EXCERPT TO READ:
######

Thomas Wahl
Khoury College of Computer Sciences
Northeastern University
360 Huntington Avenue
Boston, Massachusetts 02115

Office: 202 West Village H, room 344
Phone: ++1-617-373-3100
Email: t.wahl–ät–northeastern.edu
                                      Thomas Wahl                   
Northeastern University

Welcome to my former homepage. After working at Northeastern for about a decade, I have moved on to join GrammaTech, Inc. The information below may therefore be somewhat out of date. Naturally, I will also not take on new students at this time.

I do research on various aspects of Formal Verification and Program Analysis, such as for concurrent and numeric programs; further on detecting and repairing security vulnerabilities of programs, such as information leaks introduced by compilers, and structural and quantitative manipulations on neural networks to influence their decision making.

######

DATASET ENTRIES:
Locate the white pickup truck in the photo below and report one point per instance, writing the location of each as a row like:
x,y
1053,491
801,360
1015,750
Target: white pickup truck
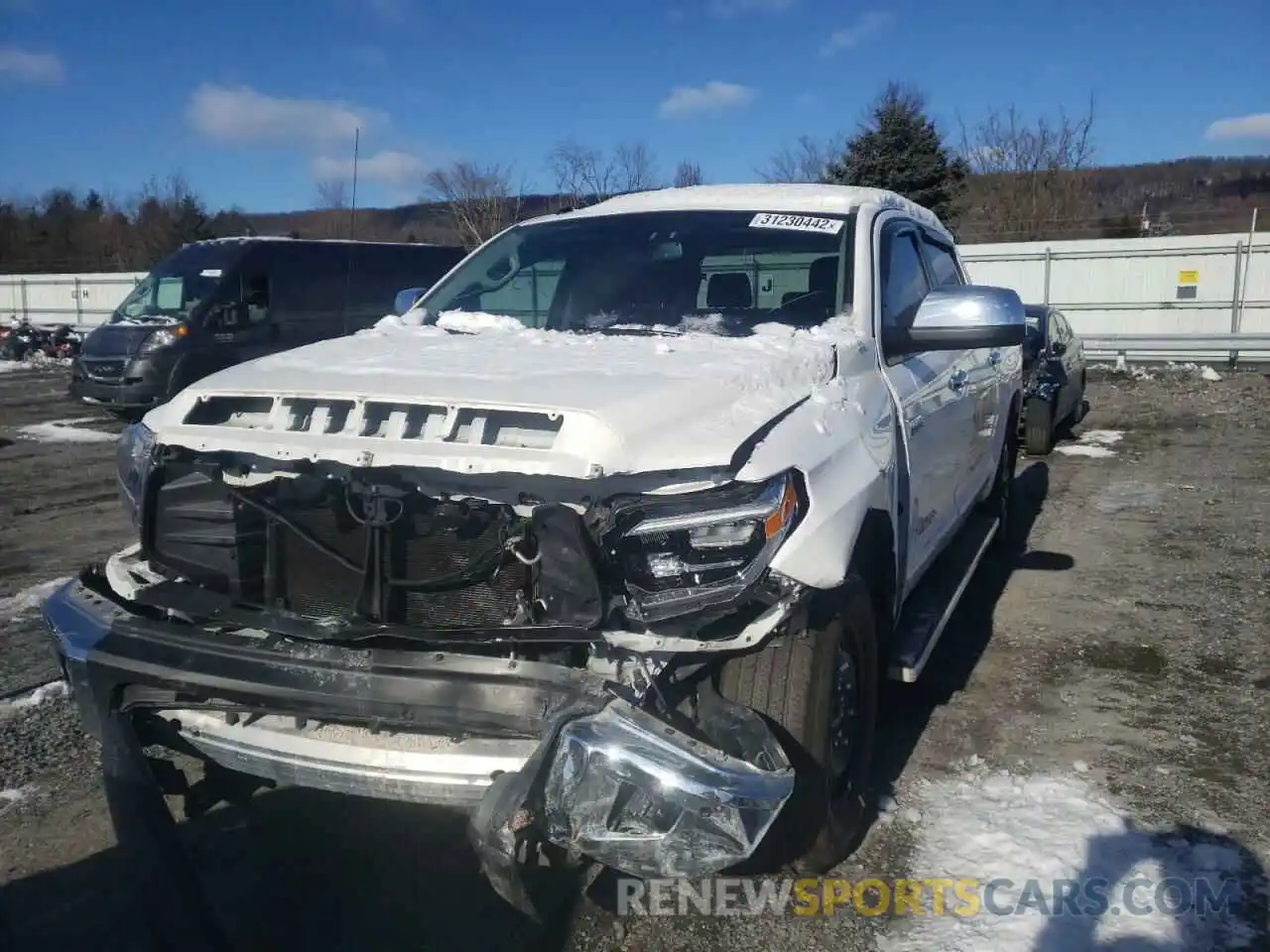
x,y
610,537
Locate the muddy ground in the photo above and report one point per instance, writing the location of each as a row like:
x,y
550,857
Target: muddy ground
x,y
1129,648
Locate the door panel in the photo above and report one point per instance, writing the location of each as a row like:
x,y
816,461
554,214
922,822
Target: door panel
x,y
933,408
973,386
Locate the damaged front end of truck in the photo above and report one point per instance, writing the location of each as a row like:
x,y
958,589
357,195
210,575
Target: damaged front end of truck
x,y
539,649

######

WRITTEN PROBLEM 1: According to the homepage, which company did Thomas Wahl join after leaving Northeastern?
WRITTEN PROBLEM 2: Write out the homepage from "Welcome to my" up to and including "at this time.", substituting "dozen years" for "decade".
WRITTEN PROBLEM 3: List every label in the homepage's contact details that is followed by a colon.

EXERCISE SOLUTION 1: GrammaTech, Inc.

EXERCISE SOLUTION 2:
Welcome to my former homepage. After working at Northeastern for about a dozen years, I have moved on to join GrammaTech, Inc. The information below may therefore be somewhat out of date. Naturally, I will also not take on new students at this time.

EXERCISE SOLUTION 3: Office, Phone, Email